## The records
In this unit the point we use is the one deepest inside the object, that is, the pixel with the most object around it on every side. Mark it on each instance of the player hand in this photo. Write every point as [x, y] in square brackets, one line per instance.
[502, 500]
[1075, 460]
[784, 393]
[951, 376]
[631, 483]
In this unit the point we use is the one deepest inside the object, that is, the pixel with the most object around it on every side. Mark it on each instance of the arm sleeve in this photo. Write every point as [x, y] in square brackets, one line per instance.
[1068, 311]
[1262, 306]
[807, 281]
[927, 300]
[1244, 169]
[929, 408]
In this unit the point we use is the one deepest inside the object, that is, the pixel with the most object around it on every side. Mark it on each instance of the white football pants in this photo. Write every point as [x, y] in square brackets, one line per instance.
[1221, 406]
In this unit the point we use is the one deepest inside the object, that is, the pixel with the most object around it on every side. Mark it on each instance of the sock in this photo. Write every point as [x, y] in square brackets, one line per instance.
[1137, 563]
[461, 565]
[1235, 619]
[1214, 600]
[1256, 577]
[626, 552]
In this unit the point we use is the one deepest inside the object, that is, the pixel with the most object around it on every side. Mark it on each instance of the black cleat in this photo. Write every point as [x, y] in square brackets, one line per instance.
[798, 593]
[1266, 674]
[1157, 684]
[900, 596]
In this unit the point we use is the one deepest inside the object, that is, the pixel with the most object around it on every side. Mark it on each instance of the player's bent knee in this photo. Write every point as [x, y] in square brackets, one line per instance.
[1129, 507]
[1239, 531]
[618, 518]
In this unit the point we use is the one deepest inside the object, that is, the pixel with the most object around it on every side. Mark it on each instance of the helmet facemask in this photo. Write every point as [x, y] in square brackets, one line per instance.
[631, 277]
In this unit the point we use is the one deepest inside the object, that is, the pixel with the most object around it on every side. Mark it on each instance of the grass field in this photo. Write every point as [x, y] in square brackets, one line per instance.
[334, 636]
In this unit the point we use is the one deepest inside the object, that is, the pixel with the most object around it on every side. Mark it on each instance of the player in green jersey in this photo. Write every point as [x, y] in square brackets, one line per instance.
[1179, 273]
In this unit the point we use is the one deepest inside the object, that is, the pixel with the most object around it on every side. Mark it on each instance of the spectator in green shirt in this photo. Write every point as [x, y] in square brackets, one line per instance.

## Problem to work on
Render all of the rows above as a numbered list, leaving out any blank lines.

## Task output
1. In this unit the point we use is the one deepest inside the object, that is, the pixel with the most object around it on every side. Mark it on each instance of the player hand in this photo. Write every point as [x, y] in square brackets, one line per instance.
2. [502, 500]
3. [1075, 460]
4. [784, 393]
5. [951, 376]
6. [631, 483]
7. In this unit the point we use is the one deepest inside the object, that is, the pixel with the most object around it on every side. Mark it on each instance of the arm sleeve in this photo. Write every point as [x, y] in square brackets, one line per instance.
8. [1068, 311]
9. [1262, 306]
10. [807, 281]
11. [927, 300]
12. [1244, 169]
13. [929, 408]
14. In this unit the point we use is the one deepest inside the object, that is, the pixel with the most object around it on every side. Mark it on each instance of the white football pants in this photo. Write every point as [x, y] in square brackets, one line per instance.
15. [1221, 406]
16. In this unit the point we use is the one deepest inside the object, that is, the pixel with the most object around it on every side. Mark it on each instance of the sock in this photo. Write every point as [x, y] in square brackets, one line per instance.
17. [1137, 563]
18. [461, 565]
19. [1235, 619]
20. [1214, 600]
21. [1256, 577]
22. [626, 552]
23. In this unit the point we use is the one deepest inside the object, that is, the pixel with the most object around it on every side. Mark it on each instance of the black cleat in this photo. Write every point as [x, y] in square brackets, one line per instance.
24. [798, 593]
25. [1266, 674]
26. [1157, 684]
27. [900, 596]
28. In this unit the point we use is the one deepest inside the object, that is, the pixel with the most object around it on every side. Mark it on each instance of the player's bent knee in this photo. Write every point as [x, y] in square brackets, one line per instance.
29. [1129, 507]
30. [1239, 531]
31. [618, 518]
32. In this unit the point we use is the one deepest inside the object, that is, the pixel with the most object around it on every side. Mark it on each instance of the helmet facemask in this photo. Write every point as [x, y] in square brackets, one line per instance.
33. [631, 277]
34. In this unit the point we use is the one deepest inside the object, that is, the pixel with the most object around it on every side. Mark it on each instance of the grass field in this photo. Write every point as [x, y] in square brackets, one line per instance.
35. [334, 636]
36. In this unit the point we use is the one deepest inside the object, that is, the pixel with the most object around it on every side. Mark it on each instance of the player in green jersey in this photo. Write every point as [x, y] in square brackets, one line per instance.
37. [1179, 273]
38. In this unit the point we use is the one deepest inside the object, that is, the pixel with the most object around it on every side. Mark it on each instance of the spectator in green shirt in this photo. Write every point as [x, y] in square brackets, one line per instance.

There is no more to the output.